[THE RECORDS — start]
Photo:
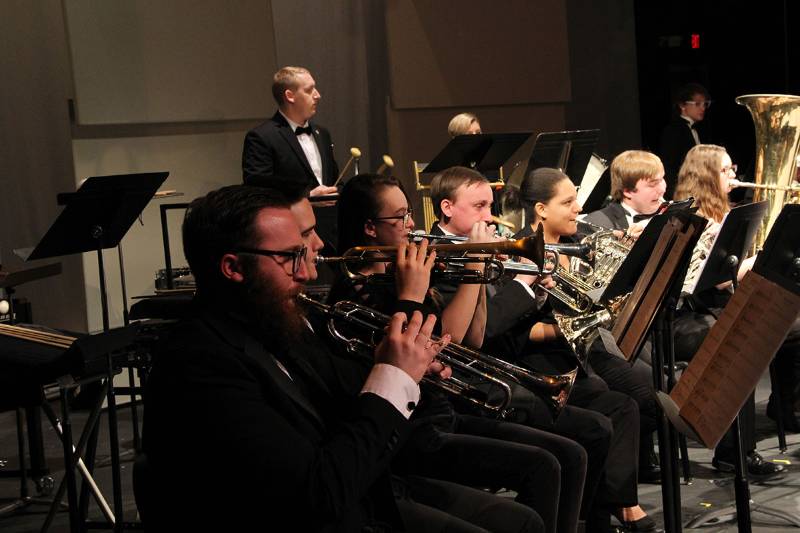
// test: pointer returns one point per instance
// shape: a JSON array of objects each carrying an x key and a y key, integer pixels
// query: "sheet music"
[
  {"x": 734, "y": 355},
  {"x": 700, "y": 255}
]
[THE RECORDS — finish]
Please repeat each record exactly and keep every picture out of the copy.

Photo:
// test: pointer returns one point per instance
// shape: a JSON array of objects each carrying an x key and a y key, integer pixels
// query: "sheet music"
[
  {"x": 734, "y": 355},
  {"x": 700, "y": 255}
]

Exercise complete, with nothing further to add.